- PROBLEM
Reproduce the following lines verbatim.

Spatial annotation records:
┏━━
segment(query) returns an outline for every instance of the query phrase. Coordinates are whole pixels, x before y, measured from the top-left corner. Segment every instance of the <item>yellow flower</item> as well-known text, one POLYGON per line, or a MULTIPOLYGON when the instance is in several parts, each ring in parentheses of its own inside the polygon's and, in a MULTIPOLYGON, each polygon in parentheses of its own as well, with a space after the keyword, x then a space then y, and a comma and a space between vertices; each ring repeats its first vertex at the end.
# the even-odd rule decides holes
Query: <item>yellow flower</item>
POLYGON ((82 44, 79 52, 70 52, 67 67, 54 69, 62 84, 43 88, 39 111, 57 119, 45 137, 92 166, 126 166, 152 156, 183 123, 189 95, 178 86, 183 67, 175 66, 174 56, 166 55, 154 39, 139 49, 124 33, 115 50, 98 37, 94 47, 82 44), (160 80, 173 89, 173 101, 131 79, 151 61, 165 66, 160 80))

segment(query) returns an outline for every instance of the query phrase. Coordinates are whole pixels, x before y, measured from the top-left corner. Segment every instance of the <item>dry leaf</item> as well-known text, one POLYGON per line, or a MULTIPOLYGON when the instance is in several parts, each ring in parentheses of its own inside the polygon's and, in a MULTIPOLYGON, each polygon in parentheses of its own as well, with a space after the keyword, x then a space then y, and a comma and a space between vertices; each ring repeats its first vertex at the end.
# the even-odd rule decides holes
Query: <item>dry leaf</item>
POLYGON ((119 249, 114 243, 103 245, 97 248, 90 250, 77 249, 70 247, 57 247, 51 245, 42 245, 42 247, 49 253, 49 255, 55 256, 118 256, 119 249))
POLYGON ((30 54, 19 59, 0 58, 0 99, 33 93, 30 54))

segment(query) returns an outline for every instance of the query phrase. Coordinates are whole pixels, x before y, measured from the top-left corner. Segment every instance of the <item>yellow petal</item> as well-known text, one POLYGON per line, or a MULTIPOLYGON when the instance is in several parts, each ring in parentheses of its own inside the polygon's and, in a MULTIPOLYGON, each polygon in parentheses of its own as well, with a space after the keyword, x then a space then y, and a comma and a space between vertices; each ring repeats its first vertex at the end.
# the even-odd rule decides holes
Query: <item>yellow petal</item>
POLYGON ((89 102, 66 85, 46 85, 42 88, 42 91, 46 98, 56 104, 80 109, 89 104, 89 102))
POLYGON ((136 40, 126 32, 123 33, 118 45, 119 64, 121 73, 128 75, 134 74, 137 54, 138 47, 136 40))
┗━━
- ANSWER TO THE TASK
segment(query) returns an outline for every instance of the query phrase. Coordinates are whole pixels, x before y, measured from the top-left corner. Segment every instance of the <item>yellow flower</item> as well-known text, one POLYGON per line, or a MULTIPOLYGON when the instance is in several parts, each ring in parentheses of its own inside the polygon's and, in a MULTIPOLYGON, each polygon in parentheses of its own as well, with a space after the keyword, x then a space then y, and a comma and a space between vertices; each ring repeats its first vertex at the end.
# the even-odd rule decides holes
Query: <item>yellow flower</item>
POLYGON ((82 44, 79 52, 70 52, 67 67, 54 69, 62 84, 43 88, 39 111, 57 119, 45 137, 92 166, 126 166, 152 156, 183 123, 189 95, 178 86, 183 67, 175 66, 174 56, 166 55, 154 39, 139 49, 124 33, 115 50, 98 37, 94 47, 82 44), (160 80, 173 89, 173 101, 131 79, 151 61, 165 66, 160 80))

segment(query) returns an outline for every instance of the query phrase. Coordinates are whole pixels, x before y, measured from the top-left corner. Segment every instance of the <item>dry leaf</item> as well-known text, one POLYGON per line, or a MULTIPOLYGON when the instance is in several parts, each ring in parentheses of its own inside the polygon's and, in a MULTIPOLYGON, each polygon in parentheses of its own as well, with a space after the keyword, x then a space then y, and a comma and a space between vertices; each ring repeats its first vertex at the end.
# the even-odd rule decides holes
Query: <item>dry leaf</item>
POLYGON ((119 249, 114 243, 103 245, 97 248, 90 250, 77 249, 70 247, 57 247, 51 245, 42 245, 42 247, 49 253, 49 255, 55 256, 118 256, 119 249))
POLYGON ((30 54, 19 59, 0 58, 0 99, 33 93, 30 54))

segment(query) returns an outline for every instance of the query phrase. Coordinates are whole pixels, x before y, measured from the top-left corner. Segment every instance of the <item>yellow petal</item> as well-known text, one POLYGON per line, or a MULTIPOLYGON when the instance is in several parts, each ring in parentheses of its own inside the polygon's and, in a MULTIPOLYGON, each polygon in parentheses of its own as well, with a space after the keyword, x then a space then y, and a comma and a space between vertices; each ring repeats its first vertex at the end.
# the even-odd rule decides holes
Query: <item>yellow petal</item>
POLYGON ((89 102, 66 85, 46 85, 42 88, 42 91, 46 98, 56 104, 80 109, 89 104, 89 102))
POLYGON ((136 40, 126 32, 123 33, 118 45, 119 64, 121 73, 128 75, 134 74, 137 54, 138 47, 136 40))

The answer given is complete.